TASK OBJECTIVE
Copy exactly the lines from the one containing "A point belongs on each instance of the brown leather saddle." through the last line of the records, both included, and nothing more.

[Raw records]
* begin *
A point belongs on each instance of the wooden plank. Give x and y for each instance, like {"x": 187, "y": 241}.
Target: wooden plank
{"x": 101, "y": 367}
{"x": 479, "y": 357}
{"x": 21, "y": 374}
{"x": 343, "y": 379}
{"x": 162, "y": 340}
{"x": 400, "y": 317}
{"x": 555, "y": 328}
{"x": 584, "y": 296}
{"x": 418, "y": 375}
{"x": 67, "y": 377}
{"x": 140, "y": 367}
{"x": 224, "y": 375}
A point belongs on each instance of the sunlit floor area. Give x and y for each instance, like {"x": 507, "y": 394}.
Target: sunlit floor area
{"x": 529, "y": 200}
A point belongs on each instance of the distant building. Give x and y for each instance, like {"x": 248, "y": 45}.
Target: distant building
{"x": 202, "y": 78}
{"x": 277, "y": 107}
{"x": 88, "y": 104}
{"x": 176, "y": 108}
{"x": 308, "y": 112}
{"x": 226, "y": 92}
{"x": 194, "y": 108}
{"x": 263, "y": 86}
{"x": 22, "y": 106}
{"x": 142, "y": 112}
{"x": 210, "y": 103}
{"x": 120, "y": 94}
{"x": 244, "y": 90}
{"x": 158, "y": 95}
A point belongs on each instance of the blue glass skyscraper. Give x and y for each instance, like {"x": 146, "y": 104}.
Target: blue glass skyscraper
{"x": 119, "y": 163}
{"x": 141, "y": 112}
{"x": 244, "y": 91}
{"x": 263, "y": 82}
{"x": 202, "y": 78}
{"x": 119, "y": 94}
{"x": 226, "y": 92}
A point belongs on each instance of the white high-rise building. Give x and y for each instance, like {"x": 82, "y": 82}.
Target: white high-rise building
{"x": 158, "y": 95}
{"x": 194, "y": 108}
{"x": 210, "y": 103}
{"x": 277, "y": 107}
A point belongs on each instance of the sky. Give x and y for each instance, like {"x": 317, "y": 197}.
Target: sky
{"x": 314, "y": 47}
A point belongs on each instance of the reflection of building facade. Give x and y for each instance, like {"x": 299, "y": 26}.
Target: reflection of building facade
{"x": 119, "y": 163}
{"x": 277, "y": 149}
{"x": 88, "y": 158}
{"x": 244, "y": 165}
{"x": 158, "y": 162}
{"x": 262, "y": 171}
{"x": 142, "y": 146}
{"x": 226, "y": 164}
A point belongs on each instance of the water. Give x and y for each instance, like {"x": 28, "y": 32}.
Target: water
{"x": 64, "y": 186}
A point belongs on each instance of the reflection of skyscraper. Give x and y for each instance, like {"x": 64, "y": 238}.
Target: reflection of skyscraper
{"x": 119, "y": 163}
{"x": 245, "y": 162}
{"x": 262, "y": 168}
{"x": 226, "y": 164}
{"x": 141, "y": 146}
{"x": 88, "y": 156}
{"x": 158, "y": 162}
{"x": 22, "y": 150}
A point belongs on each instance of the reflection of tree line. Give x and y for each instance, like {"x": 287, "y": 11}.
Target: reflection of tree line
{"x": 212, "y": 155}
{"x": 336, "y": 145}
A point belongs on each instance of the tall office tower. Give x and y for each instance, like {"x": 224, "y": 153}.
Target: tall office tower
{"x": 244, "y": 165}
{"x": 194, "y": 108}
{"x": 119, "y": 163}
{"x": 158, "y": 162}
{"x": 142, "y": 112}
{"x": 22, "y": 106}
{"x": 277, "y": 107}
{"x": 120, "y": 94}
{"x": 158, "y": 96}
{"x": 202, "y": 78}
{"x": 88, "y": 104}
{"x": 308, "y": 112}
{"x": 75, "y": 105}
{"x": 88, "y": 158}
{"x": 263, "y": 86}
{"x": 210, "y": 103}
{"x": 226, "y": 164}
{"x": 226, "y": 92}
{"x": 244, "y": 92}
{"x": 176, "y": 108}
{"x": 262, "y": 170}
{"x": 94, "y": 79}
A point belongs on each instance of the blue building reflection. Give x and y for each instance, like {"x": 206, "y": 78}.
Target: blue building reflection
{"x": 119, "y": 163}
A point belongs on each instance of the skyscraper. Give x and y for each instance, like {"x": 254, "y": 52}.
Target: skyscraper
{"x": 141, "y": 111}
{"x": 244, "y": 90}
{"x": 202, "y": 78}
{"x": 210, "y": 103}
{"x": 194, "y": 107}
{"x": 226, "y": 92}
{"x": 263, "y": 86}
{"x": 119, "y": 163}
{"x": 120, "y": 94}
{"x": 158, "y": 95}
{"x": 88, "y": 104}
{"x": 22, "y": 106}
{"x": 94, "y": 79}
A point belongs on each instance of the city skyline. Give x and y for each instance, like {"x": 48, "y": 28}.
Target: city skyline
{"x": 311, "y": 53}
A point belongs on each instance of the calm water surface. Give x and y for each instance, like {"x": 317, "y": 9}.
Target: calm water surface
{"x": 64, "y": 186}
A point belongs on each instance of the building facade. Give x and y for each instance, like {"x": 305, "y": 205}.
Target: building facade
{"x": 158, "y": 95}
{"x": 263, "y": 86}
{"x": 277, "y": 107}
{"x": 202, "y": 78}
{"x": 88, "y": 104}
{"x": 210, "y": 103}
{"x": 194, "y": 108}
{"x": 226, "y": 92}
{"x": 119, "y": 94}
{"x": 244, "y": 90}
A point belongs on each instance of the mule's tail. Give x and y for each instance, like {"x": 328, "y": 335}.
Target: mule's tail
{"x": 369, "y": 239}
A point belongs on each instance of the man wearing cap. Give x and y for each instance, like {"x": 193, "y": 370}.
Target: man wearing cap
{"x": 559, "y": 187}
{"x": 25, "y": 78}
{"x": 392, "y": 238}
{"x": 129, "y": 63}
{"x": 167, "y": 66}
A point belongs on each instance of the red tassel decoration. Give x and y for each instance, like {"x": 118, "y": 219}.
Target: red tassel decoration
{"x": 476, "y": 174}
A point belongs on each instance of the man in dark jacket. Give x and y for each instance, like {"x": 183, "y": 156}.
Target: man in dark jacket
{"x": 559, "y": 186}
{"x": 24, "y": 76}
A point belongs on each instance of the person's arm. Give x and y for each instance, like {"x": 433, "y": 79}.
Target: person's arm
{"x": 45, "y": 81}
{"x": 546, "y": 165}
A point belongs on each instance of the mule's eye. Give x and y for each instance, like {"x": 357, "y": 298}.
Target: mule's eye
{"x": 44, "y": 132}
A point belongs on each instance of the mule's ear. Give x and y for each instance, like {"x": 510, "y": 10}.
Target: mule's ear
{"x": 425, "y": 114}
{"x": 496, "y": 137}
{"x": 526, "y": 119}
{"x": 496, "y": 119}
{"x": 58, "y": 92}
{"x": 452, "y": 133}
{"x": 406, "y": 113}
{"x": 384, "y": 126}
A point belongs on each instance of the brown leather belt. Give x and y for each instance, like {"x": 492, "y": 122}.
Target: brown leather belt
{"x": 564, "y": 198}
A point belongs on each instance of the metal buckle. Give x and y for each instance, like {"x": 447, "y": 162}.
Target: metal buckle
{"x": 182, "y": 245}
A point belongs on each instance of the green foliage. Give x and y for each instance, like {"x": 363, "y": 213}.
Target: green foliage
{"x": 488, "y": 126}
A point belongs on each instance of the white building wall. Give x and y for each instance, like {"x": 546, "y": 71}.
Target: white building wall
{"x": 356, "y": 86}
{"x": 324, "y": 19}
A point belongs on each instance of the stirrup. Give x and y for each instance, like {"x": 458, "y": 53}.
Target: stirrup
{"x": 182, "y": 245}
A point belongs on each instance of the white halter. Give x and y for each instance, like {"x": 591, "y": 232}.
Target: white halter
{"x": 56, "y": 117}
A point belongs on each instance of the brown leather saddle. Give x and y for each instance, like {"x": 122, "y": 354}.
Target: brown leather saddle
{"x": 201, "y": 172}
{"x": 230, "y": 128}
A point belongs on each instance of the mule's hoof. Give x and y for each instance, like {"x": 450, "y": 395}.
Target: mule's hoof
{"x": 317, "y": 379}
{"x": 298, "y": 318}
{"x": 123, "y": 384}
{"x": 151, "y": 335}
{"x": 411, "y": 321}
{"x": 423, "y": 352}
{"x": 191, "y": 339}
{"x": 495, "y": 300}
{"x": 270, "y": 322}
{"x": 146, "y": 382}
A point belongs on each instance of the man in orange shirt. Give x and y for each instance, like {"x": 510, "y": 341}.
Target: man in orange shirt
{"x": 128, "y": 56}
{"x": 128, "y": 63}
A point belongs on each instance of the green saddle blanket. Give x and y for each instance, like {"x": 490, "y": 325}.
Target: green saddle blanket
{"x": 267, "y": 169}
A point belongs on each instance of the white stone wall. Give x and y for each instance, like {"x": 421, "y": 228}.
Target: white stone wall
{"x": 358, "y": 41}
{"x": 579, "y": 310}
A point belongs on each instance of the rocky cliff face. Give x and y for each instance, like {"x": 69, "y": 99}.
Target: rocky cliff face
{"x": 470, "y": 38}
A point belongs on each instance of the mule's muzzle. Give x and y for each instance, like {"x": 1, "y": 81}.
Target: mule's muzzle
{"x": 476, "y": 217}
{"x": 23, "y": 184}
* end *
CORRECT ANSWER
A point belongs on each instance of the brown leather saddle. Give x and y for each instance, like {"x": 122, "y": 354}.
Target: brown leather saddle
{"x": 201, "y": 172}
{"x": 230, "y": 128}
A point belongs on each instance of the mule's hoof. Give x and y for each instance, like {"x": 450, "y": 395}.
Target: mule's hoof
{"x": 317, "y": 379}
{"x": 298, "y": 318}
{"x": 123, "y": 384}
{"x": 151, "y": 335}
{"x": 411, "y": 321}
{"x": 423, "y": 352}
{"x": 191, "y": 339}
{"x": 495, "y": 300}
{"x": 270, "y": 322}
{"x": 146, "y": 382}
A point belongs on each instance of the man in orange shirt. Give x and y for each instance, like {"x": 510, "y": 341}.
Target: man in orange shirt
{"x": 128, "y": 56}
{"x": 128, "y": 63}
A point belongs on each instance of the green saddle blanket. Give x and y for each instance, like {"x": 490, "y": 325}.
Target: green saddle blanket
{"x": 267, "y": 169}
A point belongs on each instance of the white stone wall. Give x and y for each instance, like {"x": 421, "y": 228}.
Target: white stone wall
{"x": 358, "y": 41}
{"x": 579, "y": 310}
A point belongs on each instance of the rocky cliff face. Give x and y for each instance, like {"x": 69, "y": 99}.
Target: rocky cliff face
{"x": 470, "y": 38}
A point belongs on each instance of the mule's muzzle. Give x and y for each instance, like {"x": 1, "y": 81}.
Target: mule's muzzle
{"x": 476, "y": 217}
{"x": 23, "y": 184}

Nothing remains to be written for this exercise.